Your task
Rewrite every line of the listing below as a numbered list, omitting any blank lines.

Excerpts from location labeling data
=-=-=-=-=

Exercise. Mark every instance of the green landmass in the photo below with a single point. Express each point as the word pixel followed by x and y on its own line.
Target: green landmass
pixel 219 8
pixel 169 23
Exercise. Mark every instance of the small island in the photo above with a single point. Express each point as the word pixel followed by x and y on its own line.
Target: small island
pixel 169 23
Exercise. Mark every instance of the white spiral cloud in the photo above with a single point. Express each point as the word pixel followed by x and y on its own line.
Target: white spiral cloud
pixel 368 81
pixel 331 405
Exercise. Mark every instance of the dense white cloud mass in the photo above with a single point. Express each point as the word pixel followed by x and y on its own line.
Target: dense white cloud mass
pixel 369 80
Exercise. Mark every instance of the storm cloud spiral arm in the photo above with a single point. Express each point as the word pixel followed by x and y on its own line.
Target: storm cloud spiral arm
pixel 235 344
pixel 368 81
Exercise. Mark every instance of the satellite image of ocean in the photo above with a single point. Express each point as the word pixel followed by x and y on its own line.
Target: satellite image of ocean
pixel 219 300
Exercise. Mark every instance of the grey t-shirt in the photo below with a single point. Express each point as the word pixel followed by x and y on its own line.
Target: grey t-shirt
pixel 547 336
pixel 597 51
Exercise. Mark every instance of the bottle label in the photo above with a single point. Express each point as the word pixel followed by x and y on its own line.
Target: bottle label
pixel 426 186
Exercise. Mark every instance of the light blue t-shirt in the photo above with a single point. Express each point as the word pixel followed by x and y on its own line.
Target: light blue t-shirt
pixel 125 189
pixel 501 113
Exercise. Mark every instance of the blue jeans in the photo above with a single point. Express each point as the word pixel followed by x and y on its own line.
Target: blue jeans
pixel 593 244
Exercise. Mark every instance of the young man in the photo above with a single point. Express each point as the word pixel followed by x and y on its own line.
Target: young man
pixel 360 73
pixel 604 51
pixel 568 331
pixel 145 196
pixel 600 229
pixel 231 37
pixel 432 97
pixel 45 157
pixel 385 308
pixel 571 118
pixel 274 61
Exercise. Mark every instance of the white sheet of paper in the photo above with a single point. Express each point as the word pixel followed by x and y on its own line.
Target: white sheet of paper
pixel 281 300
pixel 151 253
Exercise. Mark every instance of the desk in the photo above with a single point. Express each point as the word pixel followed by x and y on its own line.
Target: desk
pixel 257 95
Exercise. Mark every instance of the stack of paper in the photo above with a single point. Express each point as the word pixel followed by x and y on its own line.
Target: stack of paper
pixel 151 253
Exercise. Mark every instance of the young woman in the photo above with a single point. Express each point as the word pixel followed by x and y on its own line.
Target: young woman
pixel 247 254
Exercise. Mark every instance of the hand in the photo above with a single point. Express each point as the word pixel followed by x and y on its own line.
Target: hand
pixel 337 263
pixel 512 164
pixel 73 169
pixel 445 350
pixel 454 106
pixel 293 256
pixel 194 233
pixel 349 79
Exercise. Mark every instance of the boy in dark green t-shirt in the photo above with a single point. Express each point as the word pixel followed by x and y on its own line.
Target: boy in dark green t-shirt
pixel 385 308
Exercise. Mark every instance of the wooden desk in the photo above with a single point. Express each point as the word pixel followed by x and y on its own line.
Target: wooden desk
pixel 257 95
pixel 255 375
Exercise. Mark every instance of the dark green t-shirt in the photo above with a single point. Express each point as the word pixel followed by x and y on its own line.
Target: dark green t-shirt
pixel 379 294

=-=-=-=-=

The response
1. Exercise. Mark every instance of the green landmass in the photo below with a single point. Express each point as the word pixel followed by x and y on its own line.
2. Target: green landmass
3. pixel 219 8
4. pixel 169 23
5. Exercise. Mark every instance of the small island in the photo above with a single point. Express each point as the word pixel followed by x and y on its own line.
6. Target: small island
7. pixel 169 23
8. Exercise. Mark every instance of the white spiral cloud in the photo above with a single point. Express each point as the word pixel followed by x and y on its own line.
9. Target: white spiral cloud
10. pixel 368 81
11. pixel 331 405
12. Exercise. Mark every instance of the dense white cloud mass in the photo above with a single point. Express each point as the word pixel followed by x and y on its own line.
13. Target: dense white cloud mass
14. pixel 369 80
15. Exercise. Mark every instance of the storm cloud spiral arm in the photo above with a single point. Express each point as the word pixel followed by x and y on its own line.
16. Target: storm cloud spiral arm
17. pixel 235 344
18. pixel 368 81
19. Exercise. Mark every instance of the satellite image of ocean in the photo above with a single point. Express each point as the word pixel followed by x and y on its own line.
20. Target: satellite image of ocean
21. pixel 219 300
22. Exercise. Mark every instance of the grey t-shirt in the photo below with a single point. Express each point as the word pixel followed by x and y on its own line.
23. Target: grey t-shirt
24. pixel 547 336
25. pixel 597 51
26. Exercise. Mark every instance of the bottle label in the photo above with a single point. Express each point as the word pixel followed by x and y on its own line.
27. Target: bottle label
28. pixel 426 186
29. Exercise. Mark every instance of the light blue t-shirt in the photo above with a single point. Express each point as the word pixel followed by x and y on its own line.
30. Target: light blue t-shirt
31. pixel 125 189
32. pixel 501 113
33. Exercise. Mark every instance of the blue jeans in the photo above with a single point. Express each point as the word pixel followed by x and y on its own line.
34. Target: blue jeans
35. pixel 593 244
36. Exercise. Mark every instance of the young man in the photo above with a single point. Express each point as the word pixel followed by x and y on its own line.
37. Target: young man
38. pixel 360 73
39. pixel 604 51
40. pixel 568 331
41. pixel 145 196
42. pixel 600 229
43. pixel 231 37
44. pixel 432 97
45. pixel 45 157
46. pixel 385 308
47. pixel 571 118
48. pixel 274 61
49. Exercise. Mark every instance of the white sheet of paper in the photo above with a single point. Express each point as the word pixel followed by x and y on its own line.
50. Target: white sheet of paper
51. pixel 281 300
52. pixel 151 253
53. Exercise. Mark every instance of the desk in the photo above with a single point. Express each point as the word pixel followed by x and y on its own line.
54. Target: desk
55. pixel 257 95
56. Exercise. Mark every instance of the stack of paper in the photo above with a single point. Express each point as the word pixel followed by x and y on its own line.
57. Target: stack of paper
58. pixel 151 253
59. Exercise. Mark every instance of the young woman in the photo above with a single point. Express each point as the word pixel followed by x and y on its own line.
60. Target: young woman
61. pixel 247 254
62. Exercise. Mark every instance of the hand in the photo above with a single point. Express each point as the word pixel followed by x and y on its own line.
63. Target: hand
64. pixel 337 263
65. pixel 512 164
66. pixel 73 169
67. pixel 445 350
68. pixel 454 106
69. pixel 293 256
70. pixel 194 233
71. pixel 349 79
72. Exercise. Mark every instance of the boy in dark green t-shirt in the photo above with a single point. Express each point as the word pixel followed by x and y on its own line.
73. Target: boy in dark green t-shirt
74. pixel 385 308
75. Exercise. Mark every instance of the wooden desk in the photo above with a single point. Express each point as the word pixel followed by x and y on its own line.
76. Target: wooden desk
77. pixel 257 95
78. pixel 255 375
79. Exercise. Mark every instance of the dark green t-shirt in the photo above with a single point. Express each point as the word pixel followed by x and y on its own line.
80. Target: dark green t-shirt
81. pixel 379 294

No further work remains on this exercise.